[[ Given text, beginning ]]
Sunday, May 2, 2010

Greek Fire, Part 14

As expected over the weekend, the bailout of Greece is officially on.
Euro-region ministers agreed to a 110 billion-euro ($146 billion) rescue package for Greece to prevent a default and stop the worst crisis in the currency’s 11-year history from spreading through the rest of the bloc.

The first payment will be made before Greece’s next bond redemption on May 19, said Jean-Claude Juncker after chairing a meeting of euro-region finance ministers in Brussels yesterday. The 16-nation bloc will pay 80 billion euros at a rate of around 5 percent and the International Monetary Fund contributes the rest. Greece agreed to budget measures worth 13 percent of gross domestic product. 
Budget measures.  Is that what they're calling a 13 percent spending cut across the board?  Greece's unions will fight this to the end, but it won't matter.  The real question is what country will have to be bailed out next, Portugal, Italy, Spain or someone else?  But as Tyler Durden points out, all this is doing is kicking the Grecian urn down the road. (How much does a Grecian Urn?  Not a whole hell of a lot!)
[[ Given text, end ]]
[[ Supplied data, beginning ]]
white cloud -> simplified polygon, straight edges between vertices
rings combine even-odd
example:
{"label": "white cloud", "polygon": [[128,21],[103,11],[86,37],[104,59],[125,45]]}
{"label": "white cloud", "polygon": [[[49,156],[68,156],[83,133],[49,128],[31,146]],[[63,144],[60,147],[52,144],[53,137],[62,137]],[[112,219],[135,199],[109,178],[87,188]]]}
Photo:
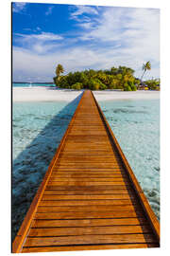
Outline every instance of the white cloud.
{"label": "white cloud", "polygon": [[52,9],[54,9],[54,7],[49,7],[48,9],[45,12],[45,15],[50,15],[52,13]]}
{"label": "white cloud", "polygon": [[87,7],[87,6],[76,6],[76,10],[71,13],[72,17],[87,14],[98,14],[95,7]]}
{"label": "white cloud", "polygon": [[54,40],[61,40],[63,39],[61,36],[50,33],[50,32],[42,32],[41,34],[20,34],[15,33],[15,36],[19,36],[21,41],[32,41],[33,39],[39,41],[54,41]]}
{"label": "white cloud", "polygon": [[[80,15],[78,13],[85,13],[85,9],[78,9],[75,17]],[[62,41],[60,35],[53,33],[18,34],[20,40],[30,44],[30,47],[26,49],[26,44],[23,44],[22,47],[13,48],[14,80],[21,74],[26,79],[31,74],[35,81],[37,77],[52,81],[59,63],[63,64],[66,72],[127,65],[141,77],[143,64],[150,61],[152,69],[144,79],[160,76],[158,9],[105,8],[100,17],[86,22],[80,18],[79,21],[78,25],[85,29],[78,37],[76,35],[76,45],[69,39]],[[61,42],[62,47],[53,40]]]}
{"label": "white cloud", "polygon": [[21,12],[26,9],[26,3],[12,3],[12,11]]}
[[ Supplied data, end ]]
[[ Supplied data, beginning ]]
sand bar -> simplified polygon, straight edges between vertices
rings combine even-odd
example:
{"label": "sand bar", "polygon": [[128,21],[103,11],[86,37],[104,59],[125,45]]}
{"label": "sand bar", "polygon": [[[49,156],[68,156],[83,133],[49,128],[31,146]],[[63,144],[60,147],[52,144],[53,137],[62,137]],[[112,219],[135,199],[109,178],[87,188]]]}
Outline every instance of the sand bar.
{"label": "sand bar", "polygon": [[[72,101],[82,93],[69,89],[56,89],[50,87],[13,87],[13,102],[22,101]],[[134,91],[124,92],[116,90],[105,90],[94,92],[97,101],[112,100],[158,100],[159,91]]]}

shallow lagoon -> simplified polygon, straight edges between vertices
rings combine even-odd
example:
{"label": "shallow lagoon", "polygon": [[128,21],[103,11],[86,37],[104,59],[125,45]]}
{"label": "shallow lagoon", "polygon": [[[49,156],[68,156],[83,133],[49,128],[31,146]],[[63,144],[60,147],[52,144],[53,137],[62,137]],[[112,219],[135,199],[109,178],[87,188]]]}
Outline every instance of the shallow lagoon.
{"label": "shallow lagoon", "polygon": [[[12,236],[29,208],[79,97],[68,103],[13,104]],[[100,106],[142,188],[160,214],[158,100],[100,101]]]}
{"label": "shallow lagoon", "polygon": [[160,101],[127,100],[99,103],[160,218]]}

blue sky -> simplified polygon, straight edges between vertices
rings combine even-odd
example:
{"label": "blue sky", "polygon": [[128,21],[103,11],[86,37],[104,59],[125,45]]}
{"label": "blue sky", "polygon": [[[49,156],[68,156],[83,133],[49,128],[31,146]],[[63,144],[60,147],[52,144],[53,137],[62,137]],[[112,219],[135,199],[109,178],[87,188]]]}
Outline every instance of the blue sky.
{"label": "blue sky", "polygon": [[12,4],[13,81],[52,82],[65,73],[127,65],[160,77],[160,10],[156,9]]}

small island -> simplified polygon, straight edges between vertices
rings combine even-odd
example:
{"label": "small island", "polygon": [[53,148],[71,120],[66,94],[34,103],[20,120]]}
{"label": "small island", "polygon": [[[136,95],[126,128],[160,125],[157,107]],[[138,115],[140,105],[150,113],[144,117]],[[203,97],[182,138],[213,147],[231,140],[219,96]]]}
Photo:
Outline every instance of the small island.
[[ Supplied data, end ]]
[[ Supplied data, beginning ]]
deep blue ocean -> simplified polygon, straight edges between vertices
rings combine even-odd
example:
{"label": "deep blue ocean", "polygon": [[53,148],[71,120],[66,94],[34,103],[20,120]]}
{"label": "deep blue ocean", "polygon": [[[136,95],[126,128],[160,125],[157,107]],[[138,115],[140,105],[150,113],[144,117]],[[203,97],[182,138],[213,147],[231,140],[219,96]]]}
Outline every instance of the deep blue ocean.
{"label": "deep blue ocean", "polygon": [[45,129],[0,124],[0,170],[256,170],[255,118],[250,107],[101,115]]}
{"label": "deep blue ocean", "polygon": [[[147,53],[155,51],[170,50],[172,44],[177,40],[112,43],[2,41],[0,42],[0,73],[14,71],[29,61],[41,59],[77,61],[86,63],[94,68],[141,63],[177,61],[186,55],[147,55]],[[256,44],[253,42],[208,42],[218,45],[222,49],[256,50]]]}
[[ Supplied data, end ]]
What the exercise asks | Copy the stretch of the Greek bailout text above from "The first payment" through "gross domestic product.", swapping "Brussels" for "Luxembourg".

Written answer |
The first payment will be made before Greece’s next bond redemption on May 19, said Jean-Claude Juncker after chairing a meeting of euro-region finance ministers in Luxembourg yesterday. The 16-nation bloc will pay 80 billion euros at a rate of around 5 percent and the International Monetary Fund contributes the rest. Greece agreed to budget measures worth 13 percent of gross domestic product.